■ Exercise
Extract every line of the records below and reproduce each one character for character, without changes.

(Records to use Opens)

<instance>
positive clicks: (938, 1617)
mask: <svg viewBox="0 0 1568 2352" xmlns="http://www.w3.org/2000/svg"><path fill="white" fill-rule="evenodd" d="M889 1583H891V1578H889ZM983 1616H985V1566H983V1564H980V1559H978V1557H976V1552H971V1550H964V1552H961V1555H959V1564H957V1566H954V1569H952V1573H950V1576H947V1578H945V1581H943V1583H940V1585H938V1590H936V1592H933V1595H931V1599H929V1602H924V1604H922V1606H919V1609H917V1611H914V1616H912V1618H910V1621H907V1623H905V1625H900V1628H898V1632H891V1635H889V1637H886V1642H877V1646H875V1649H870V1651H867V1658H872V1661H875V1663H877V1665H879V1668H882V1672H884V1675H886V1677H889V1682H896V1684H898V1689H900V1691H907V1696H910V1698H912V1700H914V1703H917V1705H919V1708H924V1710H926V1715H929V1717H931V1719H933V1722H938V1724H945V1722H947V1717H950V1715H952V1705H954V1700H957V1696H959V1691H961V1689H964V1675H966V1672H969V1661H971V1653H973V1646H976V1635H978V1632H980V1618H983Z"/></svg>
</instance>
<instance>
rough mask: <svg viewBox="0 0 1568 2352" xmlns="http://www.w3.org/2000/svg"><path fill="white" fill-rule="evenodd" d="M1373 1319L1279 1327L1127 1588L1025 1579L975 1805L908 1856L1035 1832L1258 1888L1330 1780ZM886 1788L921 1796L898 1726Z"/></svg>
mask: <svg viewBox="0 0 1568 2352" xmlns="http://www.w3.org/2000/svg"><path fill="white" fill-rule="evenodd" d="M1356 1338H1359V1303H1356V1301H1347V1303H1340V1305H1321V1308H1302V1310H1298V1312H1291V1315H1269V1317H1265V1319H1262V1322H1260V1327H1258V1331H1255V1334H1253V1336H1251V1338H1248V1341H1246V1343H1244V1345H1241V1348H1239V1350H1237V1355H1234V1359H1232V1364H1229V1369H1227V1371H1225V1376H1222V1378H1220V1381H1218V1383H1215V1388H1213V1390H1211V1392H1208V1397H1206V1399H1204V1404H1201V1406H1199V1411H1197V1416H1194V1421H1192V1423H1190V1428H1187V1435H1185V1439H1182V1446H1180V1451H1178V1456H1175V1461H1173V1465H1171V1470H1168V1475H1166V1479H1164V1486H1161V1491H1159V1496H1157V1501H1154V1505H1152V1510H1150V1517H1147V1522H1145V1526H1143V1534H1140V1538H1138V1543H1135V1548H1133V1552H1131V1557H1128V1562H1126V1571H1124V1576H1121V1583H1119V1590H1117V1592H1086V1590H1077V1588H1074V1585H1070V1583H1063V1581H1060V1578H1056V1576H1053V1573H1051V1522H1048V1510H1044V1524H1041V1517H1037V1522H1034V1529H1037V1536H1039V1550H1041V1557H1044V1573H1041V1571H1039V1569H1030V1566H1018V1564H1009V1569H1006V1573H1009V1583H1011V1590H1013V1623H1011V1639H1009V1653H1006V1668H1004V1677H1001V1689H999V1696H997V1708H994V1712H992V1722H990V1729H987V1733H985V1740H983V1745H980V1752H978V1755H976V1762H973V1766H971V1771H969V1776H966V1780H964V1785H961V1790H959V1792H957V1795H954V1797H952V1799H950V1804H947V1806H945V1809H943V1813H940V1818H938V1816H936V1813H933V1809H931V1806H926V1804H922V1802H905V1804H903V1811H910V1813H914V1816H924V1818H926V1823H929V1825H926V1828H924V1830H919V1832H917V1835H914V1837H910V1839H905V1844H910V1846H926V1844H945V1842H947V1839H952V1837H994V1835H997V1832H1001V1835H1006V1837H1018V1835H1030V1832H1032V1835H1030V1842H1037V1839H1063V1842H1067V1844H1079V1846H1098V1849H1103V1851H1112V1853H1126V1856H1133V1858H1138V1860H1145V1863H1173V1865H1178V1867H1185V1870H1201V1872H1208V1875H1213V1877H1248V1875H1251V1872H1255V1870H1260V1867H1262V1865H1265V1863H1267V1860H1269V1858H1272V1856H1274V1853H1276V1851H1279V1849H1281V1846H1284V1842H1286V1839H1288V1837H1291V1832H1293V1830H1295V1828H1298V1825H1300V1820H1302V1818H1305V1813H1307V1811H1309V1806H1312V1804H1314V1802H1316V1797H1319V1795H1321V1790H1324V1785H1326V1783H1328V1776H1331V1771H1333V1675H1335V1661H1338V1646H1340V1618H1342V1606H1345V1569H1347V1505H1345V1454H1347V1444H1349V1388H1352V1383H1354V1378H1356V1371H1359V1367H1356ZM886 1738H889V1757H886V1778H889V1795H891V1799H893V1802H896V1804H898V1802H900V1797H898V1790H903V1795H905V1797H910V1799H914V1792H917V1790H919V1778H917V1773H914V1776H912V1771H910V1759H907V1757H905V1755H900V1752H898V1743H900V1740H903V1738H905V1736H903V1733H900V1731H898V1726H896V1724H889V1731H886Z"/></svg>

(Records to use Closes)

■ Task solution
<instance>
positive clicks: (938, 1617)
mask: <svg viewBox="0 0 1568 2352" xmlns="http://www.w3.org/2000/svg"><path fill="white" fill-rule="evenodd" d="M889 1583H891V1578H889ZM983 1616H985V1566H983V1564H980V1559H978V1557H976V1552H971V1550H964V1552H961V1555H959V1564H957V1566H954V1569H952V1573H950V1576H947V1578H945V1581H943V1583H940V1585H938V1590H936V1592H933V1595H931V1599H929V1602H924V1604H922V1606H919V1609H917V1611H914V1616H912V1618H910V1621H907V1623H905V1625H900V1628H898V1632H891V1635H889V1637H886V1642H877V1646H875V1649H870V1651H867V1658H872V1661H875V1663H877V1665H879V1668H882V1672H884V1675H886V1677H889V1682H896V1684H898V1689H900V1691H907V1696H910V1698H912V1700H914V1703H917V1705H919V1708H924V1710H926V1715H929V1717H931V1719H933V1722H938V1724H945V1722H947V1717H950V1715H952V1705H954V1700H957V1696H959V1691H961V1689H964V1675H966V1672H969V1661H971V1653H973V1646H976V1635H978V1632H980V1618H983Z"/></svg>
</instance>
<instance>
rough mask: <svg viewBox="0 0 1568 2352" xmlns="http://www.w3.org/2000/svg"><path fill="white" fill-rule="evenodd" d="M1373 1319L1279 1327L1127 1588L1025 1579L975 1805L908 1856L1035 1832L1258 1888L1330 1780ZM886 1788L921 1796L898 1726Z"/></svg>
mask: <svg viewBox="0 0 1568 2352" xmlns="http://www.w3.org/2000/svg"><path fill="white" fill-rule="evenodd" d="M1356 1338H1359V1303H1356V1301H1347V1303H1340V1305H1321V1308H1302V1310H1298V1312H1291V1315H1269V1317H1265V1319H1262V1322H1260V1327H1258V1331H1255V1334H1253V1336H1251V1338H1248V1341H1246V1343H1244V1345H1241V1348H1239V1350H1237V1355H1234V1359H1232V1364H1229V1369H1227V1371H1225V1376H1222V1378H1220V1381H1218V1383H1215V1388H1213V1390H1211V1392H1208V1397H1206V1399H1204V1404H1201V1406H1199V1411H1197V1416H1194V1421H1192V1423H1190V1428H1187V1435H1185V1439H1182V1446H1180V1451H1178V1456H1175V1461H1173V1465H1171V1470H1168V1475H1166V1479H1164V1486H1161V1491H1159V1496H1157V1501H1154V1505H1152V1510H1150V1517H1147V1522H1145V1526H1143V1534H1140V1538H1138V1543H1135V1548H1133V1552H1131V1557H1128V1562H1126V1571H1124V1576H1121V1583H1119V1590H1117V1592H1086V1590H1077V1588H1074V1585H1070V1583H1063V1581H1060V1578H1056V1576H1053V1573H1051V1522H1048V1510H1044V1524H1041V1517H1037V1522H1034V1529H1037V1536H1039V1550H1041V1557H1044V1573H1041V1571H1039V1569H1030V1566H1018V1564H1009V1569H1006V1573H1009V1583H1011V1590H1013V1623H1011V1639H1009V1653H1006V1668H1004V1677H1001V1689H999V1696H997V1708H994V1712H992V1722H990V1729H987V1733H985V1740H983V1745H980V1752H978V1755H976V1762H973V1766H971V1771H969V1776H966V1780H964V1785H961V1790H959V1792H957V1795H954V1797H952V1799H950V1804H947V1806H945V1809H943V1813H940V1818H938V1816H936V1813H933V1809H931V1806H926V1804H922V1802H905V1804H903V1811H910V1813H914V1816H924V1818H926V1823H929V1825H926V1828H924V1830H919V1832H917V1835H914V1837H910V1839H905V1844H910V1846H926V1844H945V1842H947V1839H952V1837H994V1835H997V1832H1001V1835H1006V1837H1018V1835H1030V1832H1032V1835H1030V1842H1037V1839H1063V1842H1067V1844H1079V1846H1098V1849H1103V1851H1112V1853H1126V1856H1133V1858H1138V1860H1145V1863H1173V1865H1178V1867H1185V1870H1201V1872H1208V1875H1213V1877H1248V1875H1251V1872H1255V1870H1260V1867H1262V1865H1265V1863H1267V1860H1269V1858H1272V1856H1274V1853H1276V1851H1279V1849H1281V1846H1284V1842H1286V1839H1288V1837H1291V1832H1293V1830H1295V1828H1298V1825H1300V1820H1302V1818H1305V1813H1307V1811H1309V1806H1312V1804H1314V1802H1316V1797H1319V1795H1321V1790H1324V1785H1326V1783H1328V1776H1331V1771H1333V1675H1335V1661H1338V1646H1340V1618H1342V1606H1345V1569H1347V1505H1345V1454H1347V1444H1349V1388H1352V1383H1354V1378H1356V1371H1359V1367H1356ZM886 1738H889V1757H886V1778H889V1795H891V1799H893V1802H896V1804H898V1802H900V1797H898V1790H903V1795H905V1797H910V1799H914V1792H917V1790H919V1778H917V1773H914V1776H912V1771H910V1759H907V1757H905V1755H900V1752H898V1743H900V1740H903V1738H905V1736H903V1733H900V1731H898V1726H896V1724H889V1731H886Z"/></svg>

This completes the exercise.